Pick out every line in the records below that contains the word "dish" and copy each of those lines in full.

--- BEGIN Records shown ---

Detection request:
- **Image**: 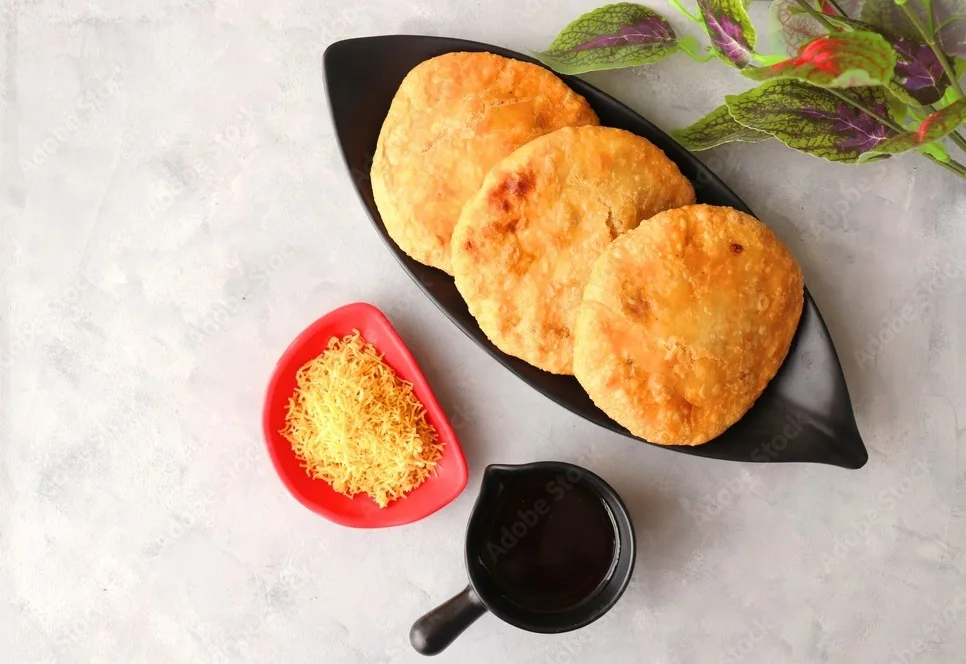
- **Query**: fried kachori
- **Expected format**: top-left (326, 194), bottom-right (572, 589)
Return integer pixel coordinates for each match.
top-left (574, 205), bottom-right (804, 445)
top-left (452, 126), bottom-right (694, 374)
top-left (371, 53), bottom-right (598, 273)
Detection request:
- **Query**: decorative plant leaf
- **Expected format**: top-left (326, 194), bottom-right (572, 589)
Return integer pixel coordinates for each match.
top-left (671, 104), bottom-right (771, 152)
top-left (768, 0), bottom-right (828, 55)
top-left (859, 0), bottom-right (966, 56)
top-left (828, 16), bottom-right (949, 106)
top-left (743, 32), bottom-right (896, 88)
top-left (933, 6), bottom-right (966, 57)
top-left (916, 143), bottom-right (953, 164)
top-left (863, 98), bottom-right (966, 159)
top-left (859, 0), bottom-right (926, 37)
top-left (892, 37), bottom-right (949, 106)
top-left (698, 0), bottom-right (755, 69)
top-left (536, 2), bottom-right (677, 74)
top-left (725, 80), bottom-right (896, 163)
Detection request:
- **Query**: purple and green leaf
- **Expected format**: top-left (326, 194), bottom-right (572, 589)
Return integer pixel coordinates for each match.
top-left (892, 37), bottom-right (950, 106)
top-left (816, 16), bottom-right (949, 106)
top-left (859, 0), bottom-right (966, 56)
top-left (725, 79), bottom-right (896, 163)
top-left (536, 2), bottom-right (677, 74)
top-left (862, 98), bottom-right (966, 160)
top-left (743, 32), bottom-right (896, 88)
top-left (768, 0), bottom-right (828, 55)
top-left (698, 0), bottom-right (755, 69)
top-left (671, 104), bottom-right (771, 152)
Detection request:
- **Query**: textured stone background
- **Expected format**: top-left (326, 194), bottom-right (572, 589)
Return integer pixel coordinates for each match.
top-left (0, 0), bottom-right (966, 664)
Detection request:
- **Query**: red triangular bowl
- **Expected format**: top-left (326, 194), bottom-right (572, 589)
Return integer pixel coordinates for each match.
top-left (262, 302), bottom-right (468, 528)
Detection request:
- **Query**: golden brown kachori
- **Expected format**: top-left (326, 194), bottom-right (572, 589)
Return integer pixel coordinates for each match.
top-left (574, 205), bottom-right (804, 445)
top-left (452, 126), bottom-right (694, 374)
top-left (371, 53), bottom-right (598, 273)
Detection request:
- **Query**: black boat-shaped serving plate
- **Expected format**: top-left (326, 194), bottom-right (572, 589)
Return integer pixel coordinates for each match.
top-left (324, 35), bottom-right (868, 468)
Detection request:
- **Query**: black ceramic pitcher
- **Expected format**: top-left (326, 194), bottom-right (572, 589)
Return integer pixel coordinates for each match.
top-left (410, 461), bottom-right (635, 655)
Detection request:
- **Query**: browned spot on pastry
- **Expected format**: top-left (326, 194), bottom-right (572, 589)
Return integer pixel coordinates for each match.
top-left (621, 284), bottom-right (651, 321)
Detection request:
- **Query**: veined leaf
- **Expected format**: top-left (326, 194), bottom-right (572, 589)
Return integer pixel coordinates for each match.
top-left (725, 80), bottom-right (896, 163)
top-left (828, 16), bottom-right (949, 106)
top-left (536, 2), bottom-right (677, 74)
top-left (859, 0), bottom-right (966, 56)
top-left (916, 143), bottom-right (953, 164)
top-left (671, 104), bottom-right (771, 152)
top-left (893, 37), bottom-right (949, 106)
top-left (698, 0), bottom-right (755, 69)
top-left (862, 98), bottom-right (966, 160)
top-left (767, 0), bottom-right (828, 55)
top-left (742, 32), bottom-right (896, 88)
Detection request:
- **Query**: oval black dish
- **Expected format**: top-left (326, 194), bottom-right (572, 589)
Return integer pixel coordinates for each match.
top-left (323, 35), bottom-right (869, 468)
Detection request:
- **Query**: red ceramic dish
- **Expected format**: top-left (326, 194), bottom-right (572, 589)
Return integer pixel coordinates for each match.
top-left (262, 302), bottom-right (467, 528)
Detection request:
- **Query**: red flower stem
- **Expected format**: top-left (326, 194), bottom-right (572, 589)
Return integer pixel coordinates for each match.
top-left (825, 88), bottom-right (966, 180)
top-left (919, 153), bottom-right (966, 180)
top-left (795, 0), bottom-right (844, 32)
top-left (949, 131), bottom-right (966, 152)
top-left (899, 3), bottom-right (963, 98)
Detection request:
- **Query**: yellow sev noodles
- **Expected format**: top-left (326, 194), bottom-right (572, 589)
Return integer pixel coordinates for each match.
top-left (280, 330), bottom-right (443, 507)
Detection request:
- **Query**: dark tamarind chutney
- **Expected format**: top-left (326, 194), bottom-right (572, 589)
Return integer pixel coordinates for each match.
top-left (482, 470), bottom-right (620, 613)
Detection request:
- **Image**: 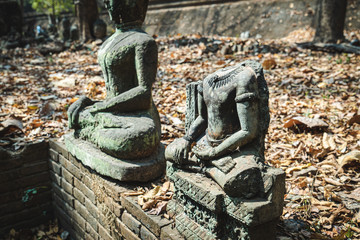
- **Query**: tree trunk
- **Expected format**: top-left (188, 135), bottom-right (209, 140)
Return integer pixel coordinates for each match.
top-left (76, 0), bottom-right (99, 42)
top-left (314, 0), bottom-right (347, 43)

--- END Records shown ---

• **Exercise output**:
- **Query**: oval black dish
- **Query**: red ceramic dish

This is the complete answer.